Text segment

·····

The United States stressed the “importance” of its ties with Pakistan after up to 26 soldiers were killed in cross-border Nato air strikes Saturday, plunging already frosty relations into crisis.
In a joint statement, US Secretary of Defense Leon Panetta and Secretary of State Hillary Clinton offered their “deepest condolences” and said they backed “Nato’s intention to investigate immediately.”
“Secretaries Clinton and Panetta have been closely monitoring reports of the cross-border incident in Pakistan today,” the statement said.
“Both offer their deepest condolences for the loss of life and support fully Nato’s intention to investigate immediately.”
Islamabad has ordered a review of all arrangements with the United States and Nato, including diplomatic, political, military and intelligence activities, following the deadly cross-border strikes.
The US-led Nato force in Afghanistan admitted it was “highly likely” that the force’s aircraft caused the pre-dawn deaths, inflaming US-Pakistani relations still reeling from the May killing of Osama bin Laden.

·····

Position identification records
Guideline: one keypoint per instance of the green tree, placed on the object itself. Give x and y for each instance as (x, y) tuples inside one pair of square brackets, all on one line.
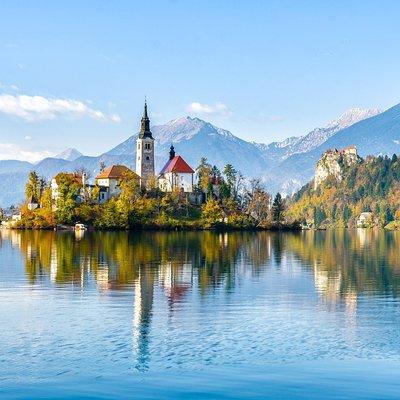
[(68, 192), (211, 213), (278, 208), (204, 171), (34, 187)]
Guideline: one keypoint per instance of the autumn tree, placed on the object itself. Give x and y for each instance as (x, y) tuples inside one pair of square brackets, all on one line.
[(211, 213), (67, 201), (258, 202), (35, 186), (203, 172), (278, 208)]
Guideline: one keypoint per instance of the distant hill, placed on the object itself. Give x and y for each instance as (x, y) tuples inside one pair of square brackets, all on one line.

·····

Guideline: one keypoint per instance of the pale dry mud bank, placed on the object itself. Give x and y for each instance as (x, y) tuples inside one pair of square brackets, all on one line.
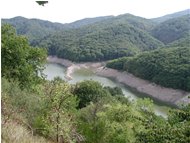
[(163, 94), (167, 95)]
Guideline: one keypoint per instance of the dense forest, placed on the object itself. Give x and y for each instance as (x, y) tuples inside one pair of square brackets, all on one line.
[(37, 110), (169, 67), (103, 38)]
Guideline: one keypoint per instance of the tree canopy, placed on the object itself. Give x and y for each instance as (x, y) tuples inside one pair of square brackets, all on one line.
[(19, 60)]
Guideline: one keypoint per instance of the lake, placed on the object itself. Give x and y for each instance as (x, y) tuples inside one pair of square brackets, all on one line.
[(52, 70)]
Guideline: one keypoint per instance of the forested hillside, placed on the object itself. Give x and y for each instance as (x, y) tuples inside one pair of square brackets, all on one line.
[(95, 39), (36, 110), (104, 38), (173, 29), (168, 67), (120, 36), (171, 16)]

·····

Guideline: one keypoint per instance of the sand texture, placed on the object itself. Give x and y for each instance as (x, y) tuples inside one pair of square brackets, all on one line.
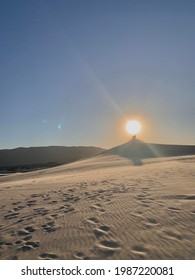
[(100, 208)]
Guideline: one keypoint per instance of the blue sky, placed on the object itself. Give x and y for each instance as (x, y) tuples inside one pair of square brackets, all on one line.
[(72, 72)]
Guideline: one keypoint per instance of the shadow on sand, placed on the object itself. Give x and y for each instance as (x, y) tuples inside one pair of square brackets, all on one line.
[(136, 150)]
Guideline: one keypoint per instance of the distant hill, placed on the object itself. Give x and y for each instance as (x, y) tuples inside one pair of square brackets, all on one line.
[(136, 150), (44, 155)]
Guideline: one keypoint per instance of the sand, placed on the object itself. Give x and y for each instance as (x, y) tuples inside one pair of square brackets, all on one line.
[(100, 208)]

·····

Challenge 1
According to the news report on the Nato strikes in Pakistan, why did Islamabad order a review of all its arrangements with the United States and Nato? Answer in one to three sentences.
Challenge 2
Continue the news report on the Nato strikes in Pakistan from the point after its last sentence.

Written reply 1
Islamabad ordered the review because of the deadly cross-border Nato air strikes, which killed up to 26 Pakistani soldiers. The review covers diplomatic, political, military and intelligence activities.

Written reply 2
Pakistan also told the United States to vacate a remote air base reportedly used as a hub for covert CIA drone strikes on areas bordering Afghanistan, though US officials have said no US military personnel are based there.
Foreign Minister Hina Rabbani Khar on Sunday telephoned her US counterpart Hillary Clinton to convey Pakistan's "deep sense of rage" over cross-border NATO air strikes, the foreign office said.
Khar said that attacks like Saturday's strike on military outposts that left at least 24 Pakistani soldiers dead were "totally unacceptable" as they contravened international law and violated Pakistani sovereignty.
The Pakistani minister spoke to Clinton in the early hours of Sunday to inform her of decisions made by the Defence Committee of the Cabinet including blocking NATO supply routes, the foreign office said in a statement.
"The foreign minister conveyed to the secretary of state, the deep sense of rage felt across Pakistan at the senseless loss of 24 soldiers due to the NATO/ISAF attack on the Pakistani post," it said.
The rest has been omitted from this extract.